──────── Recorded data ────────

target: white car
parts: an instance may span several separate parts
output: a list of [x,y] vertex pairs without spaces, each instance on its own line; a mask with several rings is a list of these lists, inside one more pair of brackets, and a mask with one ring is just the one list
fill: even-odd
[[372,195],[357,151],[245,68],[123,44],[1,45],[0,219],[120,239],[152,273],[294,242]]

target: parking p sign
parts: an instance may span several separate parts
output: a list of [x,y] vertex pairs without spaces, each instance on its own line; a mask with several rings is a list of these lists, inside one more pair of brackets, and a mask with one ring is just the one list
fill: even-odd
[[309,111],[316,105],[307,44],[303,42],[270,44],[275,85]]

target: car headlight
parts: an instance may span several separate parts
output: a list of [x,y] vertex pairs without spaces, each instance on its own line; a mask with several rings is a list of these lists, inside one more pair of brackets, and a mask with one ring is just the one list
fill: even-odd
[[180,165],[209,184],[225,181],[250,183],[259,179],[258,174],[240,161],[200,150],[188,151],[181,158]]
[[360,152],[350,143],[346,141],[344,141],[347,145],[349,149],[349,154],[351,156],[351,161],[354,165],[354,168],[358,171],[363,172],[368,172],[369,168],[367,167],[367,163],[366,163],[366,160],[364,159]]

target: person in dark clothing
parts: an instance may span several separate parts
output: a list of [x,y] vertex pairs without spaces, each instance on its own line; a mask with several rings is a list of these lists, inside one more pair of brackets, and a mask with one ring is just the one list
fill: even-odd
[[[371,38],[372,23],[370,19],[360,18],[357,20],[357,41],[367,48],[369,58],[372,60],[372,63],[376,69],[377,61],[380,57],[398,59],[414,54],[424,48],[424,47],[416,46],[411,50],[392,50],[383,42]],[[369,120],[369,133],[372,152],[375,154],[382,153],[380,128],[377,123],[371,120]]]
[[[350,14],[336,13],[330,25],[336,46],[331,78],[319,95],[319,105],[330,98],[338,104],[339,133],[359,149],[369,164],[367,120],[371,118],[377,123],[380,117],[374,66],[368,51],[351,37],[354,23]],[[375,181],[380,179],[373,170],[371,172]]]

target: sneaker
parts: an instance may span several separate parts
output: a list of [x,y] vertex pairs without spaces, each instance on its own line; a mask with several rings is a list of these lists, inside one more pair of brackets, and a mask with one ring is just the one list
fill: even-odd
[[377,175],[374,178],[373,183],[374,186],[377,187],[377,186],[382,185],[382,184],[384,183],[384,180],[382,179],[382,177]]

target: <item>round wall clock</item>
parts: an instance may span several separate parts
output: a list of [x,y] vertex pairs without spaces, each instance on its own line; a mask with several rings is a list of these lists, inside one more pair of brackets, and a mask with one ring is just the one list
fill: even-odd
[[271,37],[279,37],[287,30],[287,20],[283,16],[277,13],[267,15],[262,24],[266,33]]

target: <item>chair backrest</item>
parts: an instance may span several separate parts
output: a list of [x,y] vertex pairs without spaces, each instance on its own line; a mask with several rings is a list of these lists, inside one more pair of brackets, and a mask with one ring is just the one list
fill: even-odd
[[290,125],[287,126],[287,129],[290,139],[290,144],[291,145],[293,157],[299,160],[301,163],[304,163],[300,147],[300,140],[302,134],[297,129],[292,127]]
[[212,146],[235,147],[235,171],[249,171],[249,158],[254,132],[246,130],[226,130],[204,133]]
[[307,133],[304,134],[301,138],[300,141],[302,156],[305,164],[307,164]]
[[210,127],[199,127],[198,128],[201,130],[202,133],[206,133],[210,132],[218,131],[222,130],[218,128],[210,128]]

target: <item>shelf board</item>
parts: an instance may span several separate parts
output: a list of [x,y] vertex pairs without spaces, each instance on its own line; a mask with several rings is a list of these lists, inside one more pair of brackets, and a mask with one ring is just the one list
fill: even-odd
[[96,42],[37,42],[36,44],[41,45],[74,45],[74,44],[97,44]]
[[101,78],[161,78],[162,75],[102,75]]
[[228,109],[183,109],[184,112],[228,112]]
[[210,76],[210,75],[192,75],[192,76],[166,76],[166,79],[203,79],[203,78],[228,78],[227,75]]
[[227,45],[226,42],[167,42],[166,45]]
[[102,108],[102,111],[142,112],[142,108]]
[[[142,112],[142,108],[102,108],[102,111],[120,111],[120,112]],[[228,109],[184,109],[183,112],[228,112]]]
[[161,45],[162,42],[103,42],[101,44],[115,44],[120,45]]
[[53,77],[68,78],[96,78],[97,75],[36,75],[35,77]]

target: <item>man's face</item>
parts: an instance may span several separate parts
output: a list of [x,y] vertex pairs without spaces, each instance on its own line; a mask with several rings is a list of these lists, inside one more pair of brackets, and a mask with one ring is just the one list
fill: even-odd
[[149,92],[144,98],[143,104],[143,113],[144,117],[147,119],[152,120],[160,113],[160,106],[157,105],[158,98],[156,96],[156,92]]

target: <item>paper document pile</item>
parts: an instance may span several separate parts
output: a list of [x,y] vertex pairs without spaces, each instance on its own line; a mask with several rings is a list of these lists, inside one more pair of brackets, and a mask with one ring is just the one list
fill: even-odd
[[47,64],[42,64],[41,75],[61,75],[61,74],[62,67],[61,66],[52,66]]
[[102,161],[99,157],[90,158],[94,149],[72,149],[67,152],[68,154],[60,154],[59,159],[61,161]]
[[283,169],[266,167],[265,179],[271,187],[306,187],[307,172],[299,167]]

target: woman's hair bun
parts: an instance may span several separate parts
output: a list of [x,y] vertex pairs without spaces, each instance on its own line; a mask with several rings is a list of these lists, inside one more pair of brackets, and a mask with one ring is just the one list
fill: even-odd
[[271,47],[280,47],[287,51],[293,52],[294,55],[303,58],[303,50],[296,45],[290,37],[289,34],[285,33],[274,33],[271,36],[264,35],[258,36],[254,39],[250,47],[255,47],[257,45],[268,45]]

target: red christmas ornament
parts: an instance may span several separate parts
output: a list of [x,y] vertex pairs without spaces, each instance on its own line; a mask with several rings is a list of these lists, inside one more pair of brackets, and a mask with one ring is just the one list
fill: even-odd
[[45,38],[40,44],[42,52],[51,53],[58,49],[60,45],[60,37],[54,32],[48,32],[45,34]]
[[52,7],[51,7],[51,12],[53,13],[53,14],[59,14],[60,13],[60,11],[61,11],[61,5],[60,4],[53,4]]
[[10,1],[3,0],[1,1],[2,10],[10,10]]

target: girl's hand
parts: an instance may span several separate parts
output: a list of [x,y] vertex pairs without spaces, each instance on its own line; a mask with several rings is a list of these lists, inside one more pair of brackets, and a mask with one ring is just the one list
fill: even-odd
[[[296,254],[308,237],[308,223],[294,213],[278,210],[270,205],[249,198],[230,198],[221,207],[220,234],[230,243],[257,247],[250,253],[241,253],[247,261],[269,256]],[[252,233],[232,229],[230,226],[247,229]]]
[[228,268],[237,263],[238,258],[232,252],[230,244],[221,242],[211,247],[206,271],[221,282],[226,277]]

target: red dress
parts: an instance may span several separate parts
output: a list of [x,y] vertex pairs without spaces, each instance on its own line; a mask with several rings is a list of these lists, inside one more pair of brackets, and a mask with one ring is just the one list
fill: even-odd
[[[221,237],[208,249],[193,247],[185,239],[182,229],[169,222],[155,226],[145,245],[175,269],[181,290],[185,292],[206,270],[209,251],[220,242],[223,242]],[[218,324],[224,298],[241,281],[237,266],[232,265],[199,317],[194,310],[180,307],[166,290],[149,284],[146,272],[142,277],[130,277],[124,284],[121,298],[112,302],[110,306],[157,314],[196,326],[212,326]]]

────────

» **Given exercise**: Turn every line of the records above into a Markdown table with the columns Row and Line, numbering the rows and skipping blank lines.

» **Output below**:
| Row | Line |
|---|---|
| 1 | target: white car |
| 2 | parts: an instance may span several separate parts |
| 3 | output: a list of [x,y] vertex pairs without spaces, each instance on its own line; a mask with several rings is a list of these lists, inside one more pair of brackets, and a mask with one ring is just the one list |
| 4 | fill: even-odd |
| 5 | [[372,195],[357,151],[245,68],[123,44],[1,45],[0,219],[120,239],[152,273],[294,242]] |
| 6 | target: parking p sign |
| 7 | parts: an instance may span several separate parts |
| 8 | output: a list of [x,y] vertex pairs without spaces, each instance on its own line; a mask with several rings is a list of these lists, inside one more pair of brackets, and a mask with one ring is just the one list |
| 9 | fill: even-odd |
| 10 | [[309,111],[316,105],[307,44],[303,42],[270,44],[275,85]] |
| 11 | target: car headlight |
| 12 | parts: an instance may span several separate parts |
| 13 | output: a list of [x,y] vertex pairs without spaces, each instance on its own line; a mask with several rings is a list of these lists, inside one more pair of brackets, and a mask with one ring is just the one list |
| 14 | fill: even-odd |
| 15 | [[180,165],[209,184],[225,181],[250,183],[259,179],[258,174],[240,161],[200,150],[188,151],[181,158]] |
| 16 | [[360,152],[350,143],[346,141],[344,141],[347,145],[349,149],[349,154],[351,156],[351,161],[354,165],[354,168],[358,171],[363,172],[368,172],[369,168],[367,167],[367,163],[366,163],[366,160],[364,159]] |
| 17 | target: person in dark clothing |
| 18 | parts: an instance may span several separate parts |
| 19 | output: a list of [x,y] vertex pairs without spaces, each instance on its own line; a mask with several rings is a list of these lists, inside one more pair of brackets, and a mask with one ring is just the one list |
| 20 | fill: even-odd |
| 21 | [[[371,38],[372,23],[370,19],[360,18],[357,20],[357,41],[367,48],[369,58],[372,60],[372,63],[376,69],[377,61],[380,57],[398,59],[414,54],[424,48],[424,47],[416,46],[411,50],[392,50],[383,42]],[[369,120],[369,133],[372,152],[375,154],[382,153],[380,128],[377,123],[371,120]]] |
| 22 | [[[350,14],[336,13],[330,25],[336,46],[331,78],[319,95],[319,105],[330,98],[338,104],[339,133],[359,149],[369,164],[367,120],[371,118],[377,123],[380,117],[374,66],[368,51],[351,37],[354,23]],[[375,181],[380,179],[373,170],[371,172]]] |
| 23 | target: sneaker |
| 24 | parts: an instance may span several separate parts |
| 25 | output: a list of [x,y] vertex pairs without spaces, each instance on its own line; a mask with several rings is a list of these lists, inside one more pair of brackets, and a mask with one ring is just the one list |
| 26 | fill: even-odd |
| 27 | [[377,175],[374,178],[373,183],[374,186],[377,187],[377,186],[382,185],[382,184],[384,183],[384,180],[382,179],[382,177]] |
| 28 | target: <item>round wall clock</item> |
| 29 | parts: an instance may span several separate parts |
| 30 | output: a list of [x,y] vertex pairs without spaces, each instance on its own line; a mask with several rings is a list of these lists, inside one more pair of brackets, and a mask with one ring is just the one list |
| 31 | fill: even-odd |
| 32 | [[271,37],[279,37],[287,30],[287,20],[283,16],[277,13],[267,15],[262,24],[266,33]] |
| 33 | target: <item>chair backrest</item> |
| 34 | parts: an instance may span several separate parts |
| 35 | output: a list of [x,y] vertex pairs without spaces, each instance on its own line; a mask with several rings is a list of these lists, inside one more pair of brackets, and a mask with one ring is just the one list |
| 36 | fill: even-odd |
| 37 | [[290,125],[287,126],[287,129],[290,139],[290,144],[291,145],[293,157],[299,160],[301,163],[304,163],[300,147],[300,140],[302,134],[297,129],[292,127]] |
| 38 | [[212,146],[235,147],[235,171],[249,171],[249,158],[254,132],[246,130],[226,130],[204,133]] |
| 39 | [[307,133],[304,134],[301,138],[300,141],[302,156],[305,164],[307,164]] |
| 40 | [[210,127],[199,127],[198,128],[201,130],[202,133],[206,133],[210,132],[218,131],[222,130],[218,128],[210,128]] |
| 41 | target: <item>shelf board</item> |
| 42 | parts: an instance may span several separate parts |
| 43 | output: a list of [x,y] vertex pairs without spaces, each instance on its own line; a mask with several rings is a list of these lists, inside one more pair of brackets, and a mask with one ring is just the one list |
| 44 | fill: even-odd |
| 45 | [[96,42],[37,42],[36,44],[41,45],[74,45],[74,44],[97,44]] |
| 46 | [[101,78],[161,78],[162,75],[102,75]] |
| 47 | [[228,109],[183,109],[184,112],[228,112]] |
| 48 | [[210,76],[210,75],[192,75],[192,76],[166,76],[166,79],[203,79],[203,78],[228,78],[227,75]] |
| 49 | [[227,45],[226,42],[167,42],[166,45]] |
| 50 | [[102,108],[102,111],[142,112],[142,108]] |
| 51 | [[[142,112],[142,108],[102,108],[102,111],[120,111],[120,112]],[[228,109],[184,109],[183,112],[228,112]]] |
| 52 | [[161,45],[162,42],[103,42],[101,44],[115,44],[120,45]] |
| 53 | [[53,77],[68,78],[96,78],[97,75],[36,75],[35,77]] |
| 54 | target: <item>man's face</item> |
| 55 | parts: an instance may span several separate parts |
| 56 | output: a list of [x,y] vertex pairs without spaces, each instance on its own line; a mask with several rings is a list of these lists, inside one more pair of brackets, and a mask with one ring is just the one list |
| 57 | fill: even-odd |
| 58 | [[149,92],[144,98],[143,104],[143,113],[144,117],[147,119],[152,120],[160,113],[160,106],[157,105],[158,98],[156,96],[156,92]] |
| 59 | target: <item>paper document pile</item> |
| 60 | parts: an instance may span several separate parts |
| 61 | output: a list of [x,y] vertex pairs without spaces, each instance on its own line; a mask with several rings is a list of these lists, inside one more pair of brackets, and a mask with one ring is just the one list |
| 62 | fill: even-odd |
| 63 | [[47,64],[42,64],[41,75],[61,75],[61,74],[62,67],[61,66],[52,66]] |
| 64 | [[102,161],[99,157],[90,158],[94,149],[72,149],[67,152],[68,154],[60,154],[59,159],[61,161]] |
| 65 | [[283,169],[266,167],[265,179],[271,187],[306,187],[307,172],[299,167]] |
| 66 | target: woman's hair bun |
| 67 | parts: an instance may span several separate parts |
| 68 | output: a list of [x,y] vertex pairs without spaces, each instance on its own line; a mask with several rings is a list of these lists, inside one more pair of brackets, and a mask with one ring is just the one list |
| 69 | fill: even-odd |
| 70 | [[271,47],[280,47],[287,51],[293,52],[294,55],[303,58],[303,50],[296,45],[290,37],[289,34],[285,33],[274,33],[271,36],[264,35],[258,36],[254,39],[250,47],[255,47],[257,45],[268,45]] |
| 71 | target: red christmas ornament |
| 72 | parts: an instance may span several separate parts |
| 73 | output: a list of [x,y] vertex pairs without spaces, each instance on its own line; a mask with several rings is a list of these lists, inside one more pair of brackets, and a mask with one ring is just the one list |
| 74 | fill: even-odd |
| 75 | [[45,38],[40,44],[42,52],[51,53],[58,49],[60,45],[60,37],[54,32],[48,32],[45,34]] |
| 76 | [[52,7],[51,7],[51,12],[53,13],[53,14],[59,14],[60,13],[60,11],[61,11],[61,5],[60,4],[53,4]] |
| 77 | [[10,1],[3,0],[1,1],[2,10],[10,10]] |
| 78 | target: girl's hand |
| 79 | parts: an instance may span several separate parts |
| 80 | output: a list of [x,y] vertex pairs without spaces, each instance on its own line; a mask with several rings is a list of these lists, inside one more pair of brackets, and a mask with one ring is just the one list |
| 81 | fill: even-odd |
| 82 | [[[296,254],[308,237],[308,223],[294,213],[278,210],[270,205],[249,198],[230,198],[221,207],[220,234],[230,243],[257,247],[250,253],[241,253],[247,261],[269,256]],[[252,233],[232,229],[230,226],[247,229]]] |
| 83 | [[228,268],[237,263],[238,258],[232,252],[230,244],[221,242],[211,247],[206,271],[221,282],[226,277]] |
| 84 | target: red dress |
| 85 | parts: an instance may span several separate parts |
| 86 | output: a list of [x,y] vertex pairs without spaces, each instance on its own line; a mask with several rings is a list of these lists, inside one more pair of brackets, and a mask with one ring is just the one list |
| 87 | fill: even-odd |
| 88 | [[[221,237],[208,249],[193,247],[185,239],[182,229],[169,222],[155,226],[145,245],[175,269],[181,290],[185,292],[206,270],[209,251],[220,242],[223,242]],[[218,324],[224,298],[241,281],[237,266],[232,265],[199,317],[194,310],[180,307],[166,290],[149,284],[146,272],[142,277],[130,277],[124,284],[121,298],[112,302],[110,306],[157,314],[196,326],[212,326]]] |